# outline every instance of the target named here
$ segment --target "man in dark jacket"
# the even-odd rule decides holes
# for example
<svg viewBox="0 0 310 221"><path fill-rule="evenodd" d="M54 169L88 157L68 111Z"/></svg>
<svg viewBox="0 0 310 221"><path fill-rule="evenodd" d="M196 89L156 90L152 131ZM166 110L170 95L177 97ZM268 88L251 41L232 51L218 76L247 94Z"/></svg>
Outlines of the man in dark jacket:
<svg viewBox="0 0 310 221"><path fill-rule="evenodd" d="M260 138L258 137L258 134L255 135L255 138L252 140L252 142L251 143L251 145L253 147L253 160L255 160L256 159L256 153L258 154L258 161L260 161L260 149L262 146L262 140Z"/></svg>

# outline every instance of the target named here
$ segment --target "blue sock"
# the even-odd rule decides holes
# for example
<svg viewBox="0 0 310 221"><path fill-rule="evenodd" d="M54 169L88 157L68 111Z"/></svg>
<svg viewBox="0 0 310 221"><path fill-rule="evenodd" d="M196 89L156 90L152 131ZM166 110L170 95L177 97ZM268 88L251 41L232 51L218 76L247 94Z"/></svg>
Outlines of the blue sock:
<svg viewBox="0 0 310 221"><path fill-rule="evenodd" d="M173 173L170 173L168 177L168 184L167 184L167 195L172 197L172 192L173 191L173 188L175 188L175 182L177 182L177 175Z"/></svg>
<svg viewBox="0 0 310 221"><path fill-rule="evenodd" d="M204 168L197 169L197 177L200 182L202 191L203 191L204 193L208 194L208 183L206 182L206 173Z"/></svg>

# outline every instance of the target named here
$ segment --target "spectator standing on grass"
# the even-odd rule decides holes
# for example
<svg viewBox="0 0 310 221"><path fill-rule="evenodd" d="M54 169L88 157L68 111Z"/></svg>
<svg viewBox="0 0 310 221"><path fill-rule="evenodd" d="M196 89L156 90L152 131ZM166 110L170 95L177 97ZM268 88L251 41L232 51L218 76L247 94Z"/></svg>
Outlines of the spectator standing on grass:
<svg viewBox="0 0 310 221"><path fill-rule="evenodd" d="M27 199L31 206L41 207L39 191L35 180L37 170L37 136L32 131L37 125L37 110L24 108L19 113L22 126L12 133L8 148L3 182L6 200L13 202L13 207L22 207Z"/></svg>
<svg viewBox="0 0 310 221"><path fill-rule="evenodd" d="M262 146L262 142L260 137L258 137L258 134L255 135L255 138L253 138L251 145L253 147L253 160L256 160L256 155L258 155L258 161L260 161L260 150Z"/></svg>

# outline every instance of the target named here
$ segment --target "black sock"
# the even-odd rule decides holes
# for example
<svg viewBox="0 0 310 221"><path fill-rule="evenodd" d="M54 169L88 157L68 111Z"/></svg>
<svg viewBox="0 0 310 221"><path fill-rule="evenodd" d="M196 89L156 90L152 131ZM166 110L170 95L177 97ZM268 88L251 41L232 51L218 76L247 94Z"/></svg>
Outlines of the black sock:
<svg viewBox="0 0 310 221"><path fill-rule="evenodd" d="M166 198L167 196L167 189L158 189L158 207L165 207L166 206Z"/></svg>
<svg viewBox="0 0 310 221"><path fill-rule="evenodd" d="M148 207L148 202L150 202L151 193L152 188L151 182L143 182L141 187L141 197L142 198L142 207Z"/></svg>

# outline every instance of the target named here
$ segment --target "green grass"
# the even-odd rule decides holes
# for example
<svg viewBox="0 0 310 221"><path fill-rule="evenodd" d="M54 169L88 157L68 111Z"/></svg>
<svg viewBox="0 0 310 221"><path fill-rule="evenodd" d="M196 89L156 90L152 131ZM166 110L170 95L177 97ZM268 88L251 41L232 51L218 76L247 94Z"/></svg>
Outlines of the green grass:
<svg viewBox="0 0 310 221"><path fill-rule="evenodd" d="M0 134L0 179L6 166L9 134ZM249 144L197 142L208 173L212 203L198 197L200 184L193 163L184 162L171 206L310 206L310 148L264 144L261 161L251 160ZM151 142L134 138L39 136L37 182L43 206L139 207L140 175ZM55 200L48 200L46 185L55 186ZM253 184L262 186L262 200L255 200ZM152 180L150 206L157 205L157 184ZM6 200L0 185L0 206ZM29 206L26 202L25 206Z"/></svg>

====================

• WHAT THIS TASK INVOLVES: Locate each line in the items above that contains the string "Outlines" and copy it out. Case counts.

• FINISHED ANSWER:
Outlines of the man in dark jacket:
Outlines of the blue sock:
Outlines of the spectator standing on grass:
Outlines of the black sock:
Outlines of the green grass:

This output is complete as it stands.